SHORT PROBLEM 1
Count the lines in the records that contain the word "black", and give only the number.

From: Graham Matthews
Subject: Re: Scripting vs. Systems
Date: 
Message-ID: <3356E941.3BAF@maths.anu.edu.au>
"George" == George J Carrette <ยทยทยท@delphi.com> writes:
>There is always a party here. But I think the major reason your
>paper struck a nerve has nothing to do with "languages being
>left out" per se, but everything to do with the fact that lisp
>people do not beleive in your fundamental assumption that there
>is a difference between "scripting" and "system programming"
>languages.
Daniel Wang wrote:
> I think there is a real important difference between a "scripting" and
> "systems programming" languages. "scripting" languages are designed to let
> you *manipulate* a certain set of *fixed* abstractions easily. "System
> languages" are desgined to let you *create* new abstractions.

But the point is that a language (eg.Lisp) can do both -- ie: let you
manipulate the provided abstractions, and let you create new ones.

SHORT PROBLEM 2
Transcribe the newsgroup post on scripting versus systems programming languages in full, without changing anything.

PROVIDED DATA
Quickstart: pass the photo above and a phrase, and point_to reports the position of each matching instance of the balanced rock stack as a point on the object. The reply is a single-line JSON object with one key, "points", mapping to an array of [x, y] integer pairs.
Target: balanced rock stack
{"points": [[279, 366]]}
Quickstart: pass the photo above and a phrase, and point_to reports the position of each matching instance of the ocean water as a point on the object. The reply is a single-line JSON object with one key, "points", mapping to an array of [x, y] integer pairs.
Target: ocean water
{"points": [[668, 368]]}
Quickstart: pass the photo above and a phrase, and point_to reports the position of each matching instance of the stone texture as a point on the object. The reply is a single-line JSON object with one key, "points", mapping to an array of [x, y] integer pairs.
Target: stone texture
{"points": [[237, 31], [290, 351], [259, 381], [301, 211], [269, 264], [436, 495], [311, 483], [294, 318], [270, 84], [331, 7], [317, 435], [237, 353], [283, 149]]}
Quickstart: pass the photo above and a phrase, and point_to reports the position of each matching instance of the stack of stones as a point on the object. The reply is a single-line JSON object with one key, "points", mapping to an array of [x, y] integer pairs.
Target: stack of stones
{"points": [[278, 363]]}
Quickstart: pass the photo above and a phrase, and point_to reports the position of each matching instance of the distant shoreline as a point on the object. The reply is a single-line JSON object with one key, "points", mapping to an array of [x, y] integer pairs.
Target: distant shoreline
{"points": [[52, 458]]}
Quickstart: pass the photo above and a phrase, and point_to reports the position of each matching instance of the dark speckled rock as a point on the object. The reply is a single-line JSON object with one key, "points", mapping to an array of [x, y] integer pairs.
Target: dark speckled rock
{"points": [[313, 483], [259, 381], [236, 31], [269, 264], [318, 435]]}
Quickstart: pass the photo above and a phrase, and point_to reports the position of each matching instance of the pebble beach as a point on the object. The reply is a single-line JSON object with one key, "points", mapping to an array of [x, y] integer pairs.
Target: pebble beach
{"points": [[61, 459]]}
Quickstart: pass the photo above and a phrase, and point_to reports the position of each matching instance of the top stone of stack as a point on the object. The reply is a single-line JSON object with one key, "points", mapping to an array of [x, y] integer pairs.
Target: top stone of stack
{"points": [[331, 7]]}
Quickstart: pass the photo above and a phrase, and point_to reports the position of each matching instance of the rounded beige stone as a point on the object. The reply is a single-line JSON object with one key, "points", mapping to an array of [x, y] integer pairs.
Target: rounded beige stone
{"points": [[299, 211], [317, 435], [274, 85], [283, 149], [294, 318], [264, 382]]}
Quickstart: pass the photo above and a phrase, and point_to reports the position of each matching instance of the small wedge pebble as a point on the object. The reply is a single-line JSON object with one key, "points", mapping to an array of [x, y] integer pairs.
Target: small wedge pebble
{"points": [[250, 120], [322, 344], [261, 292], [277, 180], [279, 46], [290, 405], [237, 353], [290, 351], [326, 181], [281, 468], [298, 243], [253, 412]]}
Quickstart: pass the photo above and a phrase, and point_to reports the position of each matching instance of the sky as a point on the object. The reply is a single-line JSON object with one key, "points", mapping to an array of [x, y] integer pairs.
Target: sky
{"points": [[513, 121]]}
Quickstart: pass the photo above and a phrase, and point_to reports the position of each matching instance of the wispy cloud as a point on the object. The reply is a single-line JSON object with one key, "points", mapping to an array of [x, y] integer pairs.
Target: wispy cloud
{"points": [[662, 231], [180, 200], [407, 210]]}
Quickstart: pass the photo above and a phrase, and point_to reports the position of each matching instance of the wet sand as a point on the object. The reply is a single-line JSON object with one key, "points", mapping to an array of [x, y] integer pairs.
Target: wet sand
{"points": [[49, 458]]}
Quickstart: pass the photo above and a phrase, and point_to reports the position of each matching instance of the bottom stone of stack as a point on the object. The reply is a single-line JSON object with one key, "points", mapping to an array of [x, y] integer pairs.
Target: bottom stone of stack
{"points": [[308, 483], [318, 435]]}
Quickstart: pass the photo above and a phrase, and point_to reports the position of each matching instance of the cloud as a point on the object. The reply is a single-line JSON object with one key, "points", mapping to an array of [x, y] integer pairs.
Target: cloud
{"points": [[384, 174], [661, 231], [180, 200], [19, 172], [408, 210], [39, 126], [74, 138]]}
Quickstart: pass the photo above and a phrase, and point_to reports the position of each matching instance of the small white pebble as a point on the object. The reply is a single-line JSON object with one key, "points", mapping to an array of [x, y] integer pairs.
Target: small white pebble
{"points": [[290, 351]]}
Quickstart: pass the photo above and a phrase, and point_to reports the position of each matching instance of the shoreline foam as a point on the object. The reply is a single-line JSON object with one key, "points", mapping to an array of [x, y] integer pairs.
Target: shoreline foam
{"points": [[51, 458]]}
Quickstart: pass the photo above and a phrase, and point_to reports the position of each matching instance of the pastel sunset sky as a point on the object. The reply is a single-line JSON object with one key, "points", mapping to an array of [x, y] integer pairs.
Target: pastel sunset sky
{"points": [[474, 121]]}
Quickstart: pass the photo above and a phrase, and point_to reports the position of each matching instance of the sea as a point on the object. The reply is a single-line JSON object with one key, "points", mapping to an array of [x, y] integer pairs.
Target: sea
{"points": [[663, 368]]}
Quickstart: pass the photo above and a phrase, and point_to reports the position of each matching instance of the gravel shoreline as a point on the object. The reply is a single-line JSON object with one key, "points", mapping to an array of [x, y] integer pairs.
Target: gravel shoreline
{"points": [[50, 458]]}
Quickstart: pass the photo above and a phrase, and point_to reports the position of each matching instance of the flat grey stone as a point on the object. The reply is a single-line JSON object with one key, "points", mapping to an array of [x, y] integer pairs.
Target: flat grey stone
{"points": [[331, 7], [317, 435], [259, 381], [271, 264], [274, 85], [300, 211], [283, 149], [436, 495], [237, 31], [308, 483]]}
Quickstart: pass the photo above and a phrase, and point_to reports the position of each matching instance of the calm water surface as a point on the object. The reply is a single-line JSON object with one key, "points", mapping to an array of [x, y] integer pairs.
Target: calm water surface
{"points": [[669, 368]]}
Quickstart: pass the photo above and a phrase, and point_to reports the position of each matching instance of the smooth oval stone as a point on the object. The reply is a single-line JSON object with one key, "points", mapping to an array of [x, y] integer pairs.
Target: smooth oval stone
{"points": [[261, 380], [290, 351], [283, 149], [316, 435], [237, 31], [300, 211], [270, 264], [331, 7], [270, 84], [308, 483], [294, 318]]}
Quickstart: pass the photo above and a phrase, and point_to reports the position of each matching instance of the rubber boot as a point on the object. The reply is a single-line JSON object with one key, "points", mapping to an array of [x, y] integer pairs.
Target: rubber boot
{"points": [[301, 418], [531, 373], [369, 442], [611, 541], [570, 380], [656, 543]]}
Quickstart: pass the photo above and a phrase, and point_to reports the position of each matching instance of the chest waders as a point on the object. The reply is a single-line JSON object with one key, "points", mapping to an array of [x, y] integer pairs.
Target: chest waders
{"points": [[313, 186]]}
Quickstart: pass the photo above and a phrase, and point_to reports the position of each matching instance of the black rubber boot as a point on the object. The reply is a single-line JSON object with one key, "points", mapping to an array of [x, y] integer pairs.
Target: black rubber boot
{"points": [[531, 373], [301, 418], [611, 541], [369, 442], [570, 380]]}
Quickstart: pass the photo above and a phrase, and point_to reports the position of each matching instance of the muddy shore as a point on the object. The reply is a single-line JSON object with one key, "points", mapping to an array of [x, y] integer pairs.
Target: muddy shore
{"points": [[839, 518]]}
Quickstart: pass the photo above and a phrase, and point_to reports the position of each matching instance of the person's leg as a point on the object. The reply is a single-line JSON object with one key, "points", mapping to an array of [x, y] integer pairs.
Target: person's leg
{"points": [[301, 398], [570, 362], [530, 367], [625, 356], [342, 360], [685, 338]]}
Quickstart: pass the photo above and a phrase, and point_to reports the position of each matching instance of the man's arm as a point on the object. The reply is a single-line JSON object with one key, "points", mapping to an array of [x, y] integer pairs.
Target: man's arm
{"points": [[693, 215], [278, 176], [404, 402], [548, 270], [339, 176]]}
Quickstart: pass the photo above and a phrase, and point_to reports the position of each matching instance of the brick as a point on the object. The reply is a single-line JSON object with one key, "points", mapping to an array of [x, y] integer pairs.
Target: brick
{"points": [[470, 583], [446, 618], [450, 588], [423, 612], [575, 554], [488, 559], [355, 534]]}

CORRECT ANSWER 1
2

CORRECT ANSWER 2
From: Graham Matthews
Subject: Re: Scripting vs. Systems
Date: 
Message-ID: <3356E941.3BAF@maths.anu.edu.au>
"George" == George J Carrette <ยทยทยท@delphi.com> writes:
>There is always a party here. But I think the major reason your
>paper struck a nerve has nothing to do with "languages being
>left out" per se, but everything to do with the fact that lisp
>people do not beleive in your fundamental assumption that there
>is a difference between "scripting" and "system programming"
>languages.
Daniel Wang wrote:
> I think there is a real important difference between a "scripting" and
> "systems programming" languages. "scripting" languages are designed to let
> you *manipulate* a certain set of *fixed* abstractions easily. "System
> languages" are desgined to let you *create* new abstractions.

But the point is that a language (eg.Lisp) can do both -- ie: let you
manipulate the provided abstractions, and let you create new ones.